# WHAT THE TASK ASKS:
Wherever a line of the data contains "white", copy that line.

Records from a dataset
..............................

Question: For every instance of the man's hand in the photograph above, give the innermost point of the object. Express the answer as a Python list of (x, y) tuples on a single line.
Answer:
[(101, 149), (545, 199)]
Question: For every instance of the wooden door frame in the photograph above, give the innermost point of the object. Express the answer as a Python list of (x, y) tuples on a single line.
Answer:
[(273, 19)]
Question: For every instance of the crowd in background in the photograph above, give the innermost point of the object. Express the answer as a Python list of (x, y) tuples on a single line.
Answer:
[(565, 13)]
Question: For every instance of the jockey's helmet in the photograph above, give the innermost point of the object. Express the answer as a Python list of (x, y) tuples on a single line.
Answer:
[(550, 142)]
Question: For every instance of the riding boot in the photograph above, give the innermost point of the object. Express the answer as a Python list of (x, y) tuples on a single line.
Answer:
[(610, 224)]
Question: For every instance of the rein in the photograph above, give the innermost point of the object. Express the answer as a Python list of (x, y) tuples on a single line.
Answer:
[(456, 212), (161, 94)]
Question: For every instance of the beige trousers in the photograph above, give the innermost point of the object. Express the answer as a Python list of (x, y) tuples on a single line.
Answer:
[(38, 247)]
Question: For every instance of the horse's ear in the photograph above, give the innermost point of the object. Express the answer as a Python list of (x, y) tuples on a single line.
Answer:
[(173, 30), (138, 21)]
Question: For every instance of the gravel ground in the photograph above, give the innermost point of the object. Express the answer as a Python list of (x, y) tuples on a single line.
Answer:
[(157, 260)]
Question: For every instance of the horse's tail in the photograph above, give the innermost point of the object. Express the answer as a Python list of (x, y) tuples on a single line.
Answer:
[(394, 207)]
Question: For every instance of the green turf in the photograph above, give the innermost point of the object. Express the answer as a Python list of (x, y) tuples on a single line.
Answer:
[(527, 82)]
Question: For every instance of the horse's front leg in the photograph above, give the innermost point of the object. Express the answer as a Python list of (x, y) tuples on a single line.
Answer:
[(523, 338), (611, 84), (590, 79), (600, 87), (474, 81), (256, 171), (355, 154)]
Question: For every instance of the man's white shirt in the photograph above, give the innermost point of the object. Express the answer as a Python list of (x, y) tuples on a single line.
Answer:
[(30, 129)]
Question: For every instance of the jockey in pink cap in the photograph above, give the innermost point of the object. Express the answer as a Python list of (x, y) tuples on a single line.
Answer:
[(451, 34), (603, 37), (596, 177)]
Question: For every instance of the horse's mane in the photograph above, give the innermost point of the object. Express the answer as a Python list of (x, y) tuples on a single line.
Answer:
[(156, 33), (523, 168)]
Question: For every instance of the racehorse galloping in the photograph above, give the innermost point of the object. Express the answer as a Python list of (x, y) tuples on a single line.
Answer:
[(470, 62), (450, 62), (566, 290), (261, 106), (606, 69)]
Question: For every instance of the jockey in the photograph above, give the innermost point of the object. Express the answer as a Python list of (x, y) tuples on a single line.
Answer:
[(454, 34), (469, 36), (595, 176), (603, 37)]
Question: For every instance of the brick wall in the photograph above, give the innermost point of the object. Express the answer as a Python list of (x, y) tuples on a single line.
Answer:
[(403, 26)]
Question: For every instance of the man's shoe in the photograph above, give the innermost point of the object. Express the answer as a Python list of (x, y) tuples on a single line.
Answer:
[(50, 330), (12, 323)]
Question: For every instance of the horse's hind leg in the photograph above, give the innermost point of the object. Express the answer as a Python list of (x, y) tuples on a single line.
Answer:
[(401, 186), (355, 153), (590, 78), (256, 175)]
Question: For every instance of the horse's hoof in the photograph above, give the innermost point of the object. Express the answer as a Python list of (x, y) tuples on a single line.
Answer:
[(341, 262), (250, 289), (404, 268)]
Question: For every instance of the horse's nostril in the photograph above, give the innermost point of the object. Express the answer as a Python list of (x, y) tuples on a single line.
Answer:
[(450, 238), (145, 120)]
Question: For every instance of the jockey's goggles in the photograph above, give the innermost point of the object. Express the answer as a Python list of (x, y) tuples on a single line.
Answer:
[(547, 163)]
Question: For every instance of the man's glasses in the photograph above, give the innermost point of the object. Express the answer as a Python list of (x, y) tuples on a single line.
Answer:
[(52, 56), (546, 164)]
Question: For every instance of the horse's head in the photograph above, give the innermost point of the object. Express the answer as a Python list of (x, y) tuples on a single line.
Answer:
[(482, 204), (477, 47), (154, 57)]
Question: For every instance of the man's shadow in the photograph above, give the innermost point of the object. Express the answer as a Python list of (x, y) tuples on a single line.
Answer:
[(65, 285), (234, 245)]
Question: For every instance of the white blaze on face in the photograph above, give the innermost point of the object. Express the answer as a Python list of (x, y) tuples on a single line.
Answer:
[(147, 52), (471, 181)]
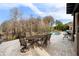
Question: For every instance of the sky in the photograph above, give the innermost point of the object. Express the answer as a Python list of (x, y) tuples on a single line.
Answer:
[(56, 10)]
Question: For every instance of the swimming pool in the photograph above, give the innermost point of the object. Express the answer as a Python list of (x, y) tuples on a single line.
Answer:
[(56, 33)]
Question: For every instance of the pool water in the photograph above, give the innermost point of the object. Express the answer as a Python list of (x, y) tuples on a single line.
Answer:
[(56, 33)]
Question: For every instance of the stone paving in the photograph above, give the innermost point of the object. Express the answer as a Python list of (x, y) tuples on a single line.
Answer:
[(57, 47)]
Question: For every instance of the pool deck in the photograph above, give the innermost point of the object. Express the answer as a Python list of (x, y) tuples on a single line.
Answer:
[(57, 47)]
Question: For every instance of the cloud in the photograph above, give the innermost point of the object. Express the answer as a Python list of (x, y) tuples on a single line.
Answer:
[(33, 8), (57, 10), (8, 5)]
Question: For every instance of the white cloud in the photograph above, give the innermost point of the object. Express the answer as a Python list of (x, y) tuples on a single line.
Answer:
[(33, 8), (8, 5)]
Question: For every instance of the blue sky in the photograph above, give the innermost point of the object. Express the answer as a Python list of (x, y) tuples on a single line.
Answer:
[(57, 10)]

..............................

# RESULT OF THE TASK:
Question: For every instance of the man's white shirt in the photograph above, give the innermost point of the object. Express the answer as a Python list of (x, y) tuples on a single line.
Question: For every instance of the white blaze on face in the photograph above, give the innermost point of the object. Express the answer as a Python list of (x, y) tuples on a single line.
Question: For every instance of the white cloud in the photograph above, give the innermost point of the object. Express the answer as a Python list of (x, y) tuples on a single line.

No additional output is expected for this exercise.